** Opening Records shown block **
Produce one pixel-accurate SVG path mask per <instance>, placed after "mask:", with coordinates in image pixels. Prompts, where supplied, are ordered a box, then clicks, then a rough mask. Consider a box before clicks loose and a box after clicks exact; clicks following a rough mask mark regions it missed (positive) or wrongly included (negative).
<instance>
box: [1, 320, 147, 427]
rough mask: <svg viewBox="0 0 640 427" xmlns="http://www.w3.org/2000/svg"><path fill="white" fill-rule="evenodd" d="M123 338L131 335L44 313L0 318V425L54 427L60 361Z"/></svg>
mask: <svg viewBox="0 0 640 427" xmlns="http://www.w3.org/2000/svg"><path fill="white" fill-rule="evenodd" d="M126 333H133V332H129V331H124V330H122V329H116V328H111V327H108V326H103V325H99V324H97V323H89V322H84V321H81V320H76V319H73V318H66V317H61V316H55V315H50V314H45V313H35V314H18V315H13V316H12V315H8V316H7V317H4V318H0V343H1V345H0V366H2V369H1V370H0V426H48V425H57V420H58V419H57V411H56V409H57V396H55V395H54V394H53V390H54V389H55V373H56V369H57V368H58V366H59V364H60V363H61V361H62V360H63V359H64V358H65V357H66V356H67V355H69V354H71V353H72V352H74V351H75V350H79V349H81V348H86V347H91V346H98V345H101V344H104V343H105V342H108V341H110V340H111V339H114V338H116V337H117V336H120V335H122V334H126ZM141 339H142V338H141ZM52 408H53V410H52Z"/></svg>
** Closing Records shown block **
### Your goal
Rewrite every row above, replacing each occurrence of "rough mask" with "coarse mask" and leaving all other text untouched.

### Output
Produce one pixel-accurate SVG path mask per <instance>, placed after "mask:", with coordinates in image pixels. Prompts, where supplied, are ordered a box, then clicks, then a coarse mask. Consider a box before clicks loose and a box after clicks exact; clicks following a coarse mask mark regions it missed (positive) or wrongly included (negative).
<instance>
box: [1, 320, 147, 427]
coarse mask: <svg viewBox="0 0 640 427" xmlns="http://www.w3.org/2000/svg"><path fill="white" fill-rule="evenodd" d="M123 338L131 335L44 313L0 318V425L54 427L60 361Z"/></svg>
mask: <svg viewBox="0 0 640 427" xmlns="http://www.w3.org/2000/svg"><path fill="white" fill-rule="evenodd" d="M126 333H133V332H129V331H124V330H122V329H116V328H111V327H108V326H103V325H99V324H97V323H89V322H84V321H81V320H76V319H73V318H66V317H61V316H55V315H50V314H45V313H35V314H18V315H13V316H12V315H8V316H7V317H4V318H0V343H1V345H0V366H2V369H1V370H0V426H48V425H57V420H58V419H57V411H56V409H57V396H55V395H54V394H53V390H54V389H55V373H56V369H57V368H58V366H59V364H60V363H61V361H62V360H63V359H64V358H65V357H66V356H67V355H69V354H71V353H72V352H74V351H75V350H79V349H81V348H86V347H91V346H98V345H101V344H104V343H105V342H108V341H110V340H111V339H114V338H116V337H117V336H120V335H122V334H126ZM141 339H142V338H141ZM52 408H53V410H52Z"/></svg>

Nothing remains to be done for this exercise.